[EXERCISE DETAILS] How many lines in the data below contain the string "netting"? Reply with the number alone.

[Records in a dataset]
──────────

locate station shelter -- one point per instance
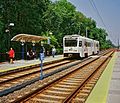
(26, 39)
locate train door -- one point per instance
(80, 47)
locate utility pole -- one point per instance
(86, 32)
(118, 43)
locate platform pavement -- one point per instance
(114, 90)
(102, 93)
(22, 63)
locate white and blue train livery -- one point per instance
(78, 46)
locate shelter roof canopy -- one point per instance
(28, 38)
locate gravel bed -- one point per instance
(17, 94)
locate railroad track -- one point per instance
(80, 81)
(50, 92)
(15, 79)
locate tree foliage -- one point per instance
(39, 17)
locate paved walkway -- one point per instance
(22, 63)
(114, 90)
(99, 93)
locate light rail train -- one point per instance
(78, 46)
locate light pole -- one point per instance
(86, 31)
(80, 29)
(8, 31)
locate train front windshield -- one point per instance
(70, 43)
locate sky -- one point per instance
(106, 14)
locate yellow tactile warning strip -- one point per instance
(100, 91)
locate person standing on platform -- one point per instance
(53, 51)
(11, 54)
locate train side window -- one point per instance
(80, 43)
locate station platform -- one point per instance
(107, 89)
(6, 66)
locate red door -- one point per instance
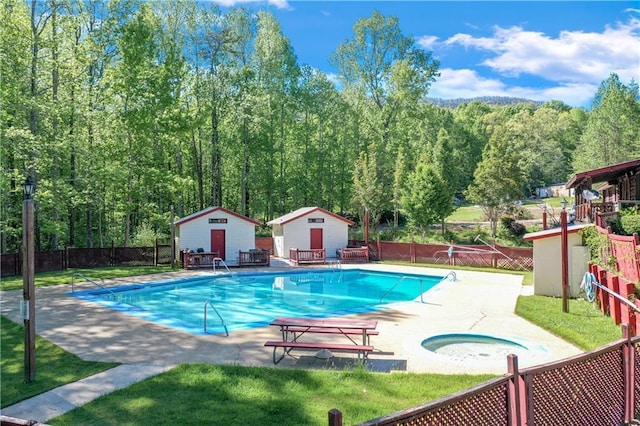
(316, 238)
(218, 242)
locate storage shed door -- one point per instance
(316, 238)
(218, 242)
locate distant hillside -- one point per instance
(491, 100)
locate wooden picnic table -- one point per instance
(293, 331)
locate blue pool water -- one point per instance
(249, 300)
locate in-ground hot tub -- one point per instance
(479, 347)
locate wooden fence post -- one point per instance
(518, 409)
(628, 354)
(335, 417)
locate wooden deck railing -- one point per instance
(354, 254)
(307, 256)
(199, 260)
(253, 258)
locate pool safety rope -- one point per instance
(588, 285)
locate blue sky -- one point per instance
(543, 50)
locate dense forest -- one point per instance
(122, 111)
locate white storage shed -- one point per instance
(547, 260)
(217, 230)
(309, 228)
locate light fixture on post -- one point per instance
(366, 226)
(564, 248)
(564, 203)
(28, 306)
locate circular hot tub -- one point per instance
(477, 347)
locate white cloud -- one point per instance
(427, 42)
(467, 83)
(280, 4)
(573, 57)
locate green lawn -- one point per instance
(229, 395)
(44, 279)
(470, 213)
(54, 366)
(584, 325)
(234, 395)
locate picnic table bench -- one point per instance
(293, 329)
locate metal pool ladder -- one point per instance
(209, 303)
(77, 274)
(219, 259)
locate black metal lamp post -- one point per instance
(28, 307)
(564, 241)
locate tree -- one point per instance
(384, 75)
(612, 134)
(498, 179)
(426, 199)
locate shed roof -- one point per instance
(552, 232)
(210, 210)
(304, 211)
(604, 174)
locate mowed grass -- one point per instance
(44, 279)
(235, 395)
(584, 325)
(54, 366)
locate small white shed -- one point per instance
(309, 228)
(216, 229)
(547, 260)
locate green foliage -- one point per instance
(512, 227)
(426, 199)
(598, 247)
(630, 221)
(611, 132)
(146, 236)
(498, 179)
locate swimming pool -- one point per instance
(250, 300)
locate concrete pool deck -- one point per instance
(477, 302)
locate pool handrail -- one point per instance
(77, 274)
(398, 283)
(449, 274)
(210, 303)
(219, 259)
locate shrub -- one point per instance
(512, 227)
(630, 222)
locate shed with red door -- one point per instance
(219, 231)
(309, 228)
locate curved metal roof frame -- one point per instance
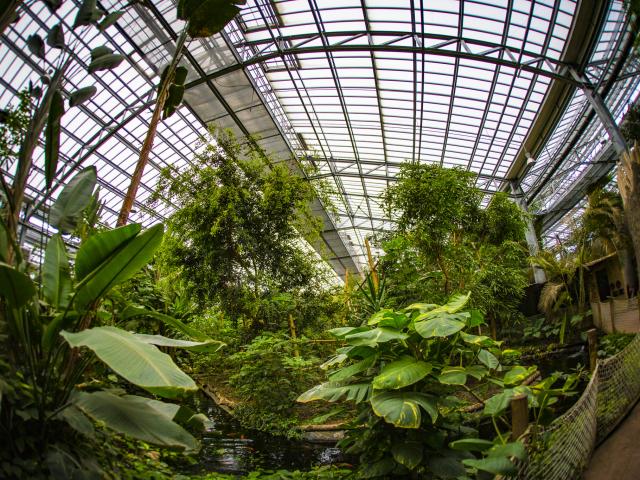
(354, 87)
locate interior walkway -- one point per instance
(618, 458)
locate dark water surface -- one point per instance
(229, 448)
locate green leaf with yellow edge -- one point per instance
(140, 363)
(440, 326)
(494, 465)
(403, 409)
(407, 453)
(453, 376)
(332, 392)
(488, 359)
(350, 370)
(375, 336)
(517, 374)
(401, 373)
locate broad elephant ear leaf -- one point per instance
(208, 346)
(133, 311)
(56, 275)
(140, 363)
(73, 199)
(401, 408)
(15, 287)
(138, 417)
(119, 267)
(207, 17)
(401, 373)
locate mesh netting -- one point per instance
(563, 449)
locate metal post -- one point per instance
(519, 416)
(530, 232)
(602, 112)
(592, 339)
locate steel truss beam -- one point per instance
(425, 43)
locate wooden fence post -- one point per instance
(592, 339)
(519, 415)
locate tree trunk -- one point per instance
(25, 160)
(629, 185)
(127, 204)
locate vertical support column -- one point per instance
(519, 416)
(530, 233)
(592, 339)
(603, 113)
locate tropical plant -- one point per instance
(45, 106)
(237, 235)
(629, 186)
(448, 243)
(411, 373)
(203, 18)
(46, 329)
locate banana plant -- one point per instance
(203, 18)
(49, 102)
(55, 333)
(411, 374)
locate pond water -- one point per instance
(228, 448)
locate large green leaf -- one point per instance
(471, 444)
(375, 336)
(488, 359)
(517, 374)
(332, 392)
(481, 340)
(454, 305)
(98, 248)
(495, 465)
(56, 275)
(140, 363)
(407, 453)
(499, 403)
(207, 17)
(59, 322)
(402, 409)
(121, 266)
(341, 332)
(52, 138)
(208, 346)
(133, 311)
(350, 370)
(73, 199)
(401, 373)
(389, 318)
(513, 449)
(440, 326)
(453, 376)
(137, 417)
(15, 287)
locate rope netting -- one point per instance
(562, 450)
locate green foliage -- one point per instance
(44, 406)
(236, 235)
(269, 378)
(446, 243)
(609, 345)
(409, 373)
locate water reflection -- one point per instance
(228, 448)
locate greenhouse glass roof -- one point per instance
(355, 88)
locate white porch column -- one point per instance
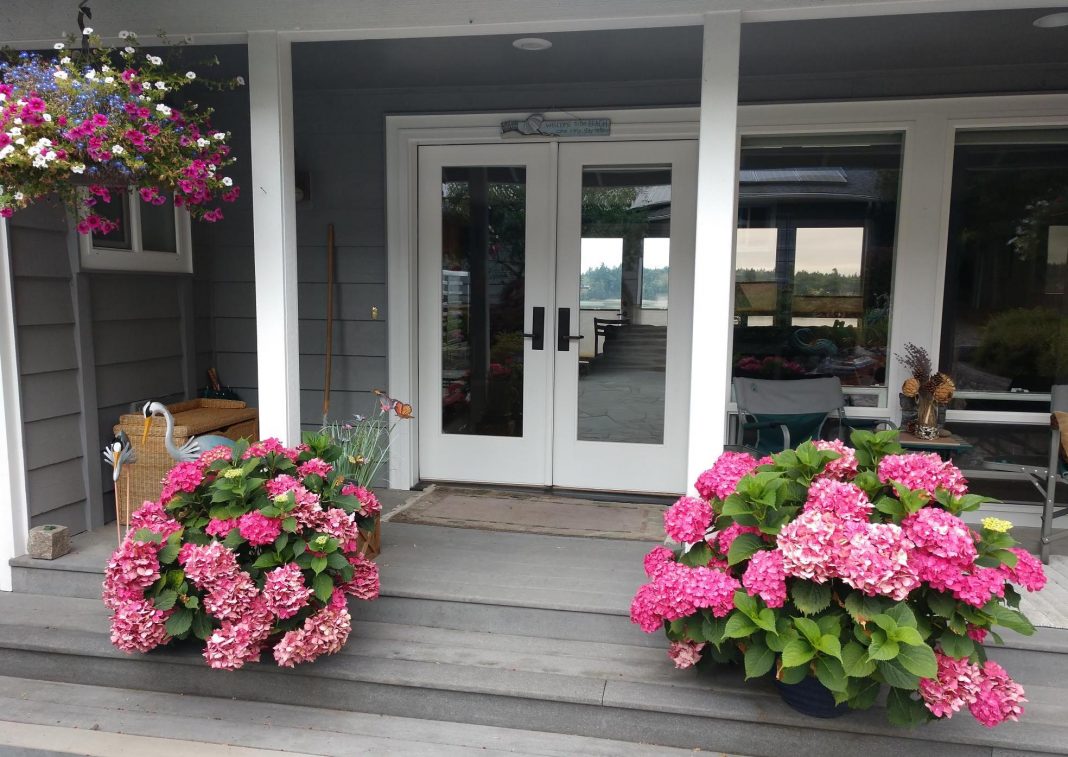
(273, 210)
(713, 262)
(14, 519)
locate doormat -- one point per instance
(532, 513)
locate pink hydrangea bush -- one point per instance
(851, 565)
(251, 550)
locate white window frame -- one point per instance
(138, 258)
(922, 240)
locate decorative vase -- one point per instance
(811, 697)
(926, 416)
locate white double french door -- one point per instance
(554, 313)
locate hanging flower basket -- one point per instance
(80, 123)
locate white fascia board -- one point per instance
(38, 24)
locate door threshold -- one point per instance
(629, 498)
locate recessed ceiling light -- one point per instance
(532, 43)
(1054, 19)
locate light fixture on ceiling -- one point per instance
(1052, 20)
(532, 43)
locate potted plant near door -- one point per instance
(846, 570)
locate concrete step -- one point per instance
(586, 688)
(38, 718)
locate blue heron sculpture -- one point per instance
(119, 453)
(192, 447)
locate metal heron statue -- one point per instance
(192, 447)
(119, 453)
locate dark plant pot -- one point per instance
(811, 697)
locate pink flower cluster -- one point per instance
(323, 633)
(721, 479)
(923, 473)
(843, 467)
(184, 477)
(766, 578)
(688, 519)
(685, 653)
(988, 691)
(678, 590)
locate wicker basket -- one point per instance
(226, 418)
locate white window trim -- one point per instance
(137, 258)
(929, 128)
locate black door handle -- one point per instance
(537, 335)
(564, 336)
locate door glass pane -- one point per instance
(817, 217)
(483, 269)
(626, 235)
(1005, 314)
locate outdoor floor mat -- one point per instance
(532, 513)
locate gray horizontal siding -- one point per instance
(52, 434)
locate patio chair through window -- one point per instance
(786, 412)
(1046, 479)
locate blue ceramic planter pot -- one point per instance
(811, 697)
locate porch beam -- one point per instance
(275, 235)
(713, 262)
(14, 516)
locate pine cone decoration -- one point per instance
(943, 392)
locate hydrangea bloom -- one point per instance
(876, 562)
(956, 685)
(240, 641)
(138, 626)
(688, 519)
(284, 590)
(257, 529)
(999, 697)
(812, 545)
(685, 653)
(766, 578)
(323, 633)
(656, 560)
(1029, 571)
(721, 479)
(941, 534)
(923, 473)
(185, 476)
(842, 468)
(847, 501)
(364, 583)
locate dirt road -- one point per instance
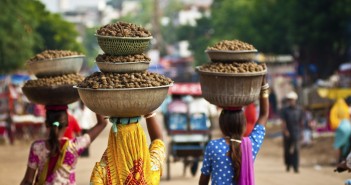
(269, 168)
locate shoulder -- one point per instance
(84, 138)
(214, 142)
(259, 127)
(38, 144)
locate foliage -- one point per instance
(17, 33)
(57, 33)
(317, 30)
(91, 45)
(27, 28)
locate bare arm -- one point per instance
(153, 127)
(264, 105)
(98, 128)
(204, 179)
(285, 129)
(28, 177)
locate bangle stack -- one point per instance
(265, 91)
(150, 115)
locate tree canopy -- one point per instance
(315, 31)
(27, 28)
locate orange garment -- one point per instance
(250, 114)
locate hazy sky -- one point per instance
(53, 5)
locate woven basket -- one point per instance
(230, 56)
(56, 66)
(127, 67)
(123, 45)
(127, 102)
(59, 95)
(230, 90)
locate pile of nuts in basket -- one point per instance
(113, 76)
(232, 78)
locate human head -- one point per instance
(176, 97)
(56, 121)
(233, 124)
(291, 98)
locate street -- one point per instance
(269, 169)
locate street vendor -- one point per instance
(128, 160)
(53, 160)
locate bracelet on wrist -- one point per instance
(264, 93)
(150, 115)
(265, 86)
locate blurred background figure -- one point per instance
(251, 118)
(177, 105)
(85, 119)
(292, 124)
(73, 128)
(307, 128)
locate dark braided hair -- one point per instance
(53, 116)
(233, 124)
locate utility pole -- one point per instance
(156, 25)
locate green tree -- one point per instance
(91, 45)
(57, 33)
(17, 33)
(27, 28)
(319, 30)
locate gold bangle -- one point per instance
(264, 93)
(150, 116)
(265, 86)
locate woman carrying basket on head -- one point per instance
(128, 160)
(229, 160)
(55, 158)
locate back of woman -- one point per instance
(57, 169)
(229, 160)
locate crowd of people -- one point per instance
(71, 130)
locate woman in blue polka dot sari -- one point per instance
(229, 160)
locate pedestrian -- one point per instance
(229, 160)
(307, 128)
(128, 160)
(251, 118)
(73, 129)
(342, 139)
(292, 124)
(53, 160)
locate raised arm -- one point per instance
(28, 177)
(98, 128)
(153, 127)
(264, 103)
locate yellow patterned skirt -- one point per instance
(128, 160)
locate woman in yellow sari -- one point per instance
(128, 160)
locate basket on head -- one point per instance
(56, 66)
(230, 56)
(127, 102)
(127, 67)
(58, 95)
(230, 90)
(123, 45)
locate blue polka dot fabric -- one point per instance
(216, 162)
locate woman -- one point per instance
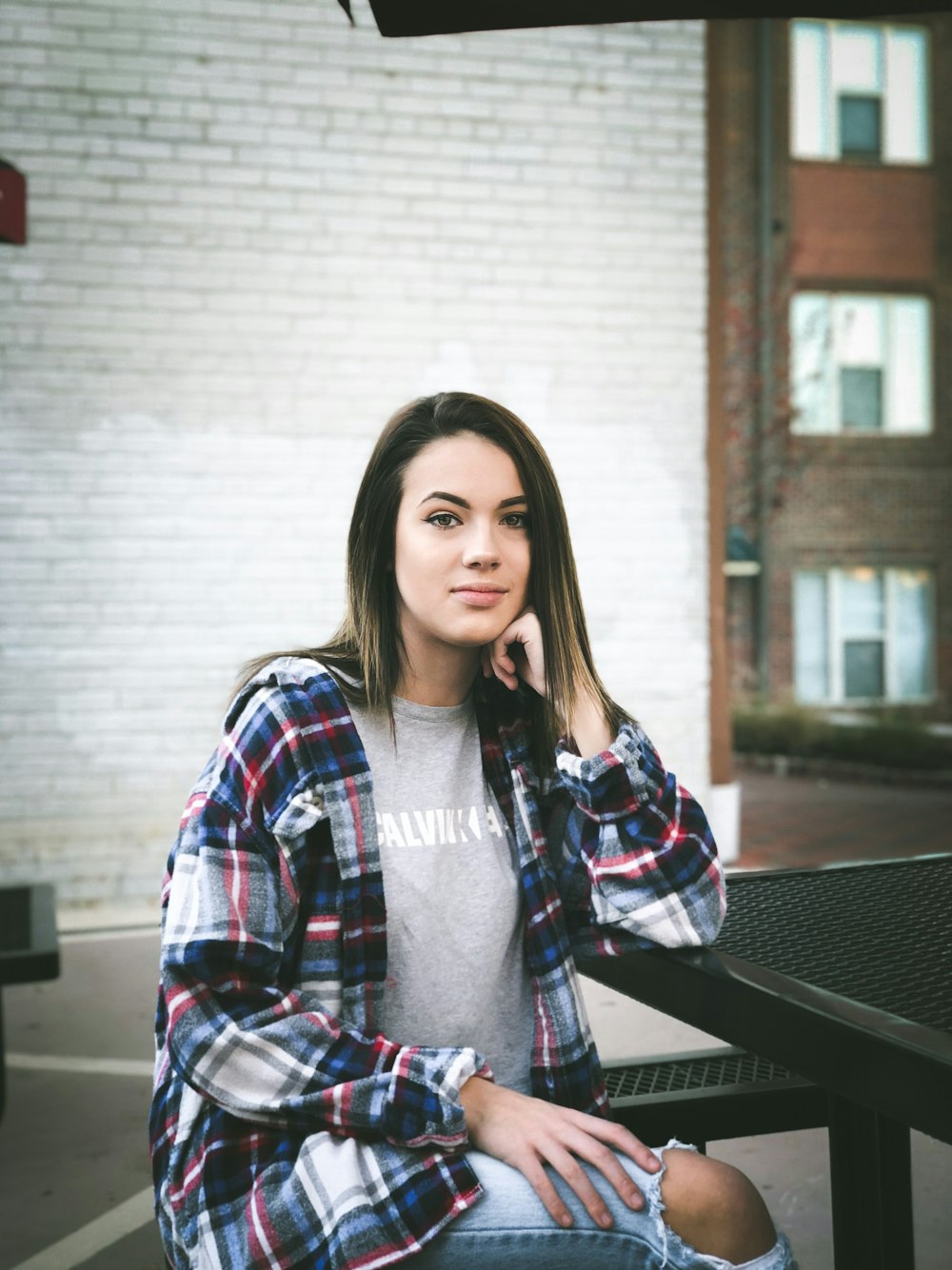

──────────

[EXERCISE OUTPUT] 2